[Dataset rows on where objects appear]
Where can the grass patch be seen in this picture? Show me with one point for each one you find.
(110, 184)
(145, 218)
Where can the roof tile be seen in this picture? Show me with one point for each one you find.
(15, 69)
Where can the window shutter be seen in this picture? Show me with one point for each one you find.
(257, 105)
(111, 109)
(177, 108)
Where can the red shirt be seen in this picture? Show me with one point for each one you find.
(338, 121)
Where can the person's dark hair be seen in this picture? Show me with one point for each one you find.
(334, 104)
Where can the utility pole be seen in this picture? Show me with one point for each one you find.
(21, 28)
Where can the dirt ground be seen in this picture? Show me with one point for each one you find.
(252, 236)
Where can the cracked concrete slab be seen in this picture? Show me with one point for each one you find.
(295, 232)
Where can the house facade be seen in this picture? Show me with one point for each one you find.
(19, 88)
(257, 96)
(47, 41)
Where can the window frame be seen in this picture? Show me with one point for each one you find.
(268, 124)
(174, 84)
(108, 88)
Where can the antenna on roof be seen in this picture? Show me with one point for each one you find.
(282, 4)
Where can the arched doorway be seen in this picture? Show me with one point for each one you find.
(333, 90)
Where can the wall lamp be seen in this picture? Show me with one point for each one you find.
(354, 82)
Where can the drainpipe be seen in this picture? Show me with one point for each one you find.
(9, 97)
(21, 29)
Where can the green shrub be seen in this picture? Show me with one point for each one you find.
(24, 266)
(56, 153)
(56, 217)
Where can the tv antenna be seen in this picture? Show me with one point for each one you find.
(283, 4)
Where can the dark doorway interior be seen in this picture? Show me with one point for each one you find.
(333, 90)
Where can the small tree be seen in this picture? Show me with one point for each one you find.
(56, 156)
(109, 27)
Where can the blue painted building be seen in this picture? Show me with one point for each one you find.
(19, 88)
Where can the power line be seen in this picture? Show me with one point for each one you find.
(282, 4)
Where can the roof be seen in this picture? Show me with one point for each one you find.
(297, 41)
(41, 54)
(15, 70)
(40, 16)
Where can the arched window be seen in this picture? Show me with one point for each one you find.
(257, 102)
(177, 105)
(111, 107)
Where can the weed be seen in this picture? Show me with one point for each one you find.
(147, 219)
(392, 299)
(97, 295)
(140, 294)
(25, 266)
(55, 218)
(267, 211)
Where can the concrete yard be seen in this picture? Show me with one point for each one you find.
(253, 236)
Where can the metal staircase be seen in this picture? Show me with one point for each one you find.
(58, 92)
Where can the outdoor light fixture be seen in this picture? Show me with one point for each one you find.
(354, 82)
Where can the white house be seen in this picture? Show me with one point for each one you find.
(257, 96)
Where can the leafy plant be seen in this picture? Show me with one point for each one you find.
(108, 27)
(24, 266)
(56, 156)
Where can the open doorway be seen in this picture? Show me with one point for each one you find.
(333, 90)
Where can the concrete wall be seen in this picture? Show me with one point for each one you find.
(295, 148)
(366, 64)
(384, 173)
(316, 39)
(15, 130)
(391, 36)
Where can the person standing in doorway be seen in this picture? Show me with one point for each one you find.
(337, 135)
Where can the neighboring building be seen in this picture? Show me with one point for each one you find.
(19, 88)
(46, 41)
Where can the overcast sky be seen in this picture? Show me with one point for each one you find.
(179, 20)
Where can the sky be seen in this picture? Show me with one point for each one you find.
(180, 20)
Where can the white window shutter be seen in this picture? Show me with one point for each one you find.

### Task directions
Output each entry precisely as given.

### Correct output
Where can the grass patch be seen in this picture? Show me with one point for each one you find.
(110, 184)
(145, 218)
Where can the roof tile be seen in this picture? Show me with one point for each one you find.
(15, 69)
Where can the window shutter be seen in this picture? Show me with one point for each one you find.
(257, 105)
(111, 109)
(177, 108)
Where can the red shirt be seen in this picture? Show me with one point for each one you find.
(338, 121)
Where can the person's dark hair be seen in this picture? Show me with one point for each one you find.
(334, 104)
Where can the utility pole be seen in this picture? Show me with one point for each one you find.
(21, 28)
Where can the dirt ground be seen in this picture? Show me with one point for each one you find.
(252, 236)
Where can the cracked concrete slab be seen in this picture? Show me with one point for each one you find.
(295, 232)
Where can the house facade be seen in this picture? Show me with one point for each one you find.
(19, 88)
(257, 96)
(47, 41)
Where can the window frame be seen in this picture? Show me with one point for each one you find.
(268, 124)
(174, 84)
(108, 88)
Where can the antenna on roof be seen in this picture? Show me with one point for each one you find.
(282, 4)
Where can the arched doorway be seen in this picture? Show me with one point for each one you find.
(333, 90)
Where can the wall lamp be seen in this picture? Show me with one point for each one you find.
(354, 82)
Where can the drainpipe be seen in this picture? Show me with one point for each one you find.
(9, 97)
(21, 29)
Where can the green shrub be seen in this picture? Show me with one point for each one you find.
(24, 266)
(56, 153)
(56, 217)
Where can the tv antenna be seen in this picture? Show me with one point for each one you find.
(283, 4)
Where can the dark doorway interior be seen in this picture? Show me with one point for each one you find.
(333, 90)
Where can the small tree be seen in this picture? Show me with one point for each one you find.
(56, 156)
(109, 27)
Where can the blue painted building be seen in this picture? Show me with one point for each one you find.
(19, 88)
Where can the power line be seen in this picture? Show me with one point for each one you find.
(282, 4)
Where can the roof be seen in this picture? Show me with one point for each one you find.
(297, 41)
(41, 54)
(15, 70)
(40, 16)
Where can the arched window be seen in this picture? Show me with one point for each one you find.
(257, 102)
(177, 105)
(111, 107)
Where can the weed be seen in this picture? Show me with one point for each one you find.
(147, 219)
(392, 299)
(97, 295)
(140, 294)
(25, 266)
(55, 218)
(267, 211)
Where can the concrete yard be seen in this picture? Show me with one point for each one you find.
(253, 236)
Where can the metal staircase be seen in this picture? Show me with one point for each one you find.
(58, 92)
Where can the outdoor light fixture be seen in this picture? Show me with one point for each one you find.
(354, 82)
Where can the white house be seen in this picture? Show me with one point for each one you find.
(257, 96)
Where can the leafy plant be seen in this picture? Show me with one point for each one you find.
(108, 27)
(24, 266)
(56, 156)
Where can the open doorway be seen in this picture? Show me with one point for each one you find.
(333, 90)
Where can the concrete wall be seen in this picture? Show me with one point for each one you find.
(295, 148)
(366, 64)
(384, 173)
(316, 39)
(15, 130)
(391, 36)
Where can the person standing in doorway be seen in this picture? Show me with one point for each one you find.
(337, 135)
Where can the neighboring building be seen in this picture? Show me with one point for each one you find.
(19, 88)
(46, 41)
Where can the overcast sky be seen in this picture? Show me with one point for each one you find.
(179, 20)
Where can the sky be seen in this picture? Show me with one point for each one you find.
(180, 20)
Where can the white window shutter be seen in this picture? Show me with one point for each one you find.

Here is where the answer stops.